> The task
In the TSA press release about the trace portal, copy out the passage that begins at the words "TSA Press Office" and ends after "passengers for explosives.", replacing "Concourse E" with "Concourse D".

TSA Press Office
U. S. DEPARTMENT OF HOMELAND SECURITY
Transportation Security Administration
FOR IMMEDIATE RELEASE
MIAMI – The Transportation Security Administration (TSA) announced that Miami International Airport (MIA) will receive a new explosives detection trace portal to screen passengers at the Concourse E security checkpoint, starting today. Miami will be the tenth airport to participate in this pilot. The equipment is part of the Phase II pilot program to test and evaluate the trace portal for screening passengers for explosives.
"We are eager to utilize this trace portal as another layer of security at Miami International Airport," said Rick Thomas, TSA Federal Security Director. "The deployment of this state-of-the-art technology to Miami underlines TSA's commitment to prevent explosives from getting on-board aircraft."
Last summer during Phase I of the pilot, TSA began field testing trace portals at passenger security checkpoints at airports in Providence (R.I.), Rochester (N.Y.), San Diego (Calif.), Tampa (Fla.) and Gulfport-Biloxi (Miss.) In fall 2004, TSA deployed a trace portal at John F. Kennedy International Airport in New York, and in January and February 2005, the agency installed equipment at Jacksonville (Fla.) International Airport, Baltimore-Washington International Airport and McCarran International Airport in Las Vegas. TSA will deploy this equipment at four additional airports by the end of May. The pilot, scheduled to continue through the summer, will provide data on the impact of the equipment on security and customer service.

> Supplied records

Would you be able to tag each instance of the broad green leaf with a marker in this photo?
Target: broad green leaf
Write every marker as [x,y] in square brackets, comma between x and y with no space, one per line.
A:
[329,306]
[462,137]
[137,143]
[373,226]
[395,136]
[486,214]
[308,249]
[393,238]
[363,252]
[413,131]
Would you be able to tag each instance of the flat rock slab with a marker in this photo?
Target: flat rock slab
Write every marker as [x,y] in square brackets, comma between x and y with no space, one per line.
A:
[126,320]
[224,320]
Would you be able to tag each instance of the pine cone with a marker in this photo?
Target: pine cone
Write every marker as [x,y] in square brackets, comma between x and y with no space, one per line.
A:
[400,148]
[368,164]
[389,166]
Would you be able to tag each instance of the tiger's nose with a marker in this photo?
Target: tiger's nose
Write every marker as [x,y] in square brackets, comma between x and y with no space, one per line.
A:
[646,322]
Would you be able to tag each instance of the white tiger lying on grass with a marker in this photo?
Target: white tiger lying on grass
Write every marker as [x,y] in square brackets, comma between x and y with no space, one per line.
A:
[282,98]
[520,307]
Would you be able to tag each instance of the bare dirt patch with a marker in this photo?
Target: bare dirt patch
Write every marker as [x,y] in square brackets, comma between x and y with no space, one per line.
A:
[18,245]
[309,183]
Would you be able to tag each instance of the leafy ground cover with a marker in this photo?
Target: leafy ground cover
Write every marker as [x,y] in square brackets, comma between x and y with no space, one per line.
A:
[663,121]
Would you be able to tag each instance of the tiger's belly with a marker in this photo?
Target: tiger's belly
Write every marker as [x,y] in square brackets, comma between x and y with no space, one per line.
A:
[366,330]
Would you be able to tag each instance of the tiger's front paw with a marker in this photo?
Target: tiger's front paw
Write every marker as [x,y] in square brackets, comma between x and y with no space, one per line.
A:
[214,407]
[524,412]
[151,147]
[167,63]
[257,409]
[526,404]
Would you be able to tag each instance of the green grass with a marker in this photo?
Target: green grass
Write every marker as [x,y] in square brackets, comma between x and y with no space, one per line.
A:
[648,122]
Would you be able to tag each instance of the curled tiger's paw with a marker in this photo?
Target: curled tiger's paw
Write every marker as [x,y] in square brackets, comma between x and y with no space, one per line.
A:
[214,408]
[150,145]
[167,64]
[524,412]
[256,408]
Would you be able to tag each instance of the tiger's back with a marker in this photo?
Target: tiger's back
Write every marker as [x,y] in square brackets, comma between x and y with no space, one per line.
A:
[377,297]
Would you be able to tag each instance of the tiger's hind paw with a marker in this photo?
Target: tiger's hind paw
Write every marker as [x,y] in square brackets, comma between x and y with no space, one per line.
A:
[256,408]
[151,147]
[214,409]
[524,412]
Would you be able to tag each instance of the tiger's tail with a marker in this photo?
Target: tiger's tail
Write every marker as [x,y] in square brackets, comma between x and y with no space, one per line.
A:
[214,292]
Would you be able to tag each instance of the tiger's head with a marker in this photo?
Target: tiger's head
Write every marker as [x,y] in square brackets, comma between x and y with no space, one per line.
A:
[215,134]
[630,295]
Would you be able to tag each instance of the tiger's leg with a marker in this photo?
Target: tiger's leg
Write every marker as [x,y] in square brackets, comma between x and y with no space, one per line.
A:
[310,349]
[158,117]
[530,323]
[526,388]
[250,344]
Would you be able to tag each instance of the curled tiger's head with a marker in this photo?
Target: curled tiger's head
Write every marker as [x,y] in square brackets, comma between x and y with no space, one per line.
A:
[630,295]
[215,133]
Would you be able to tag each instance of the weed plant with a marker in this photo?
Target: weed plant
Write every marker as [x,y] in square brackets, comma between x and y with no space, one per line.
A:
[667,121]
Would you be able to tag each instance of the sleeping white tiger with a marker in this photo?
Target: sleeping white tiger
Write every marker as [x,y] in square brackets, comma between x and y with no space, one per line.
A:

> Response box
TSA Press Office
U. S. DEPARTMENT OF HOMELAND SECURITY
Transportation Security Administration
FOR IMMEDIATE RELEASE
MIAMI – The Transportation Security Administration (TSA) announced that Miami International Airport (MIA) will receive a new explosives detection trace portal to screen passengers at the Concourse D security checkpoint, starting today. Miami will be the tenth airport to participate in this pilot. The equipment is part of the Phase II pilot program to test and evaluate the trace portal for screening passengers for explosives.